→ **EXERCÍCIO ESCRITO**
Reproduza sem mudar nada as linhas que começam na que contém "Instruction for labeler: the class to annotate is cloud layer." e seguem até a que contém "278, 236, 319, 287", incluindo as duas.

→ **LISTA DE ITENS**
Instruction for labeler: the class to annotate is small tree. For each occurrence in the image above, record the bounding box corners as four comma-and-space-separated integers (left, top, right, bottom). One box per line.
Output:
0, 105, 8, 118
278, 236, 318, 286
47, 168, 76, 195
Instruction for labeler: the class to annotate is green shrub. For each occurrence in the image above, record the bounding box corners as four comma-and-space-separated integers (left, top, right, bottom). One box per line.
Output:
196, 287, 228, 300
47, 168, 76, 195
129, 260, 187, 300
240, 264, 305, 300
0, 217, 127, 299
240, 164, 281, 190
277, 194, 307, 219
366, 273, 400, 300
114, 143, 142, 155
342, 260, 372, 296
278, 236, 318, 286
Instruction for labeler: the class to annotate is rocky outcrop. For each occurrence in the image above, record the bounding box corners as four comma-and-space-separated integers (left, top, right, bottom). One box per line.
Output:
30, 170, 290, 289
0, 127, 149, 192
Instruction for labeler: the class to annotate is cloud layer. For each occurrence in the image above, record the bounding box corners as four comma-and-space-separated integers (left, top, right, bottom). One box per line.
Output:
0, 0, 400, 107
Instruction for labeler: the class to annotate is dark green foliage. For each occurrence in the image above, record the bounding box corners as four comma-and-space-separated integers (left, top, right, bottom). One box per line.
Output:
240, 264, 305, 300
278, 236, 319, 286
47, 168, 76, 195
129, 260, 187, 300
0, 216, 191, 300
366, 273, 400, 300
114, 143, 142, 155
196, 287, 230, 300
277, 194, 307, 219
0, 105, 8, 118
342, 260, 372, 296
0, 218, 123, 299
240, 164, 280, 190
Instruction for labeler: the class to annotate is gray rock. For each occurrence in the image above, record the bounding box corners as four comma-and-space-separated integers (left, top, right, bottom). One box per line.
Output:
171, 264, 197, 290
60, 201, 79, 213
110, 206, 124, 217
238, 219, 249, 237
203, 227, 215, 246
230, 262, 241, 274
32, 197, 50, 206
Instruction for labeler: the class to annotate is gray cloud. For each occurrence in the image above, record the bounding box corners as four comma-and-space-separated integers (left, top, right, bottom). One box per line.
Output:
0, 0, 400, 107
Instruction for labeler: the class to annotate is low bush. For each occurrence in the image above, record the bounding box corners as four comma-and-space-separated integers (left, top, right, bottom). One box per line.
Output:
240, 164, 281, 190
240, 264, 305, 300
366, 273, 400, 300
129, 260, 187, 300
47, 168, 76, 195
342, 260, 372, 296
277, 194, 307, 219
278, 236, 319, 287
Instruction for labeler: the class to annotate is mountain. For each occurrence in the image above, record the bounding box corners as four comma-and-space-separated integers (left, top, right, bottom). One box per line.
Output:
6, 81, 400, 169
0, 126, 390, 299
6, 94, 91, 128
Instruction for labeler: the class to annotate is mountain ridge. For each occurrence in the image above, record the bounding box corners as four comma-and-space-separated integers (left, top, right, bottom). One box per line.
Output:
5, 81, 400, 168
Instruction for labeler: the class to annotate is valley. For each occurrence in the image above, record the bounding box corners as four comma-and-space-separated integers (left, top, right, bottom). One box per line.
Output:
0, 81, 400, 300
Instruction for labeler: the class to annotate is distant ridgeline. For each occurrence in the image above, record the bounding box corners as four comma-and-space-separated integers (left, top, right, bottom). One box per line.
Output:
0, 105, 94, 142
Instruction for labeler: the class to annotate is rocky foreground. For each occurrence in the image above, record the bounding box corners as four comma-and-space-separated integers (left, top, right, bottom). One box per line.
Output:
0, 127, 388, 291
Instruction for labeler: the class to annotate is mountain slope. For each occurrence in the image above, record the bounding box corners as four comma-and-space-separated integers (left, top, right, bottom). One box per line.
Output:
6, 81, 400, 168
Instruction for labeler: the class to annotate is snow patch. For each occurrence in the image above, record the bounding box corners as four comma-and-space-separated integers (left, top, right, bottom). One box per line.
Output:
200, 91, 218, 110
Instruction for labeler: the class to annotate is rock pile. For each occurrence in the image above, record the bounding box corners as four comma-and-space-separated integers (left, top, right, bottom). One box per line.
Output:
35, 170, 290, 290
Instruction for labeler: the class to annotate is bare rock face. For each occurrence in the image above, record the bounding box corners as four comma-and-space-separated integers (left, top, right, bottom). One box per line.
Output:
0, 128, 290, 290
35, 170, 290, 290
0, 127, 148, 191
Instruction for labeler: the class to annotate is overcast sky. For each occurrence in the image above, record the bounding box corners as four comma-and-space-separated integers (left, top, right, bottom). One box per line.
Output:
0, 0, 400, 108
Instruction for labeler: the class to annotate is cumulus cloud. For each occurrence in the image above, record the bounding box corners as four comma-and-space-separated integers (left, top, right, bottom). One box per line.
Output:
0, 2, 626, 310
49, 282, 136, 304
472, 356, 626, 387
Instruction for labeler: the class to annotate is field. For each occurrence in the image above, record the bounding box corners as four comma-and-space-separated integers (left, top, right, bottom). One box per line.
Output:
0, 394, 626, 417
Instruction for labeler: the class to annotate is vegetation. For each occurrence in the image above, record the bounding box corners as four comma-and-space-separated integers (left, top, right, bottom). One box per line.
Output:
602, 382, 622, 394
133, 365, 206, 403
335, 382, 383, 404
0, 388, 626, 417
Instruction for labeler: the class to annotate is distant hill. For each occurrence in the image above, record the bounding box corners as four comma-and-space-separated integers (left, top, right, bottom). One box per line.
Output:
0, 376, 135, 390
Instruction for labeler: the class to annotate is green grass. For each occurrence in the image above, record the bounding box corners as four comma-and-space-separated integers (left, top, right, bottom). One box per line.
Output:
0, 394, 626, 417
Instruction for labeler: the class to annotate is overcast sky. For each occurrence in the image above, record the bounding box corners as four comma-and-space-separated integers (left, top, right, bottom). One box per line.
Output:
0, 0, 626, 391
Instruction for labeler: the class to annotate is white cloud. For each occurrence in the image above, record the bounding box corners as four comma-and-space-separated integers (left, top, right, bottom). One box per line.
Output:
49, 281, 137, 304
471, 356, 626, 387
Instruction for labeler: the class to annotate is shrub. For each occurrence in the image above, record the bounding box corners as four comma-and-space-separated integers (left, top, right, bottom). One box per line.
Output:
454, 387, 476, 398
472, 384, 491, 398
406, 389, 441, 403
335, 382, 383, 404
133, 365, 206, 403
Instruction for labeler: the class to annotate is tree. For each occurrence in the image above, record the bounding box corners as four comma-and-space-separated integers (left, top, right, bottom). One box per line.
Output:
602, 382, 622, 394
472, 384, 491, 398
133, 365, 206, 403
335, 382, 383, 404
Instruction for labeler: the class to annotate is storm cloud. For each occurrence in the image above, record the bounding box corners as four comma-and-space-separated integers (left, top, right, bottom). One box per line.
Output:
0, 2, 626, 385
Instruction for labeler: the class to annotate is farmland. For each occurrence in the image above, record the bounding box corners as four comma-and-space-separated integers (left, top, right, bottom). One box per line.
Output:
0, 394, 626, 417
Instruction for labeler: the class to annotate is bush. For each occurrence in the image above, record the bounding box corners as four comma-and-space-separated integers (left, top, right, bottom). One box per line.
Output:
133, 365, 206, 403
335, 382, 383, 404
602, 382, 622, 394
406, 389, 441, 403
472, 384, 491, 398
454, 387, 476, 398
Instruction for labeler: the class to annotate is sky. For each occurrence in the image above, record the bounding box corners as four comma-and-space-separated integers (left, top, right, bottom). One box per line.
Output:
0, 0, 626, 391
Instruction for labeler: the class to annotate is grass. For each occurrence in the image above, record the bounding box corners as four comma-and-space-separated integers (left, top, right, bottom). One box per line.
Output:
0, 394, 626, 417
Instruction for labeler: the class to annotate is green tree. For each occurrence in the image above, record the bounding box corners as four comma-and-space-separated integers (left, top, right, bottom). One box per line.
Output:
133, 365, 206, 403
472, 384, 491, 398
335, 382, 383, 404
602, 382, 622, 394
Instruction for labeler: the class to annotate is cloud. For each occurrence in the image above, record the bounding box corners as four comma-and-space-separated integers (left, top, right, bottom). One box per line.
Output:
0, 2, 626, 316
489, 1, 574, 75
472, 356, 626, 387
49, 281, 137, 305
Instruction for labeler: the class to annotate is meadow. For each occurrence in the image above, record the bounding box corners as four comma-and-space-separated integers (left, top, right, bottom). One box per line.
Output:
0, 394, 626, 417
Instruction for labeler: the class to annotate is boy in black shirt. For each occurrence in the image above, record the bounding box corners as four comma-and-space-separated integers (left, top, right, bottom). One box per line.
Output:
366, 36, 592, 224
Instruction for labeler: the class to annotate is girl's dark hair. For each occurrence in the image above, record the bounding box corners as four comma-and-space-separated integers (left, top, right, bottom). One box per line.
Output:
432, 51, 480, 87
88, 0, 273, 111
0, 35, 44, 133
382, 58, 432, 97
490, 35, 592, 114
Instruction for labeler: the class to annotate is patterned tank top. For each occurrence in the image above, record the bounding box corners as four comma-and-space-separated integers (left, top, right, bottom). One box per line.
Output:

→ **RESULTADO DA TAREFA**
Instruction for labeler: the class to annotate is cloud layer. For each occurrence in the image above, record the bounding box corners as four comma-and-space-separated integers (left, top, right, bottom). One box per line.
Output:
0, 0, 400, 107
Instruction for labeler: the class to annotate is dark green foliage. For each occurrence in the image above, record the bounding box corners as four comma-and-space-separated integers (left, top, right, bottom). One box per line.
Output:
240, 264, 305, 300
278, 236, 319, 286
47, 168, 76, 195
129, 260, 187, 300
0, 216, 191, 300
366, 273, 400, 300
114, 143, 142, 155
196, 287, 230, 300
277, 194, 307, 219
0, 105, 8, 118
342, 260, 372, 296
0, 218, 123, 299
240, 164, 280, 190
Instruction for labeler: the class to annotate is gray rock. For each occurrence in the image above, record the bounding box corners as four comma-and-space-separated integers (left, top, right, bottom). One box per line.
Output:
171, 264, 197, 290
60, 201, 79, 213
110, 206, 124, 217
238, 219, 249, 237
203, 227, 215, 246
230, 262, 241, 274
32, 197, 50, 206
Instruction for labeler: the class to annotate is gray cloud. For each occurrence in the image above, record the bounding box corners as four comma-and-space-separated integers (left, top, right, bottom). One box per line.
Output:
0, 0, 400, 107
Instruction for labeler: the class to annotate is low bush. For each occurrence in the image above, record the bounding box corners as four comma-and-space-separated integers (left, top, right, bottom). One box per line.
Output:
240, 164, 281, 190
240, 264, 305, 300
366, 273, 400, 300
129, 260, 187, 300
47, 168, 76, 195
342, 260, 372, 296
277, 194, 307, 219
278, 236, 319, 287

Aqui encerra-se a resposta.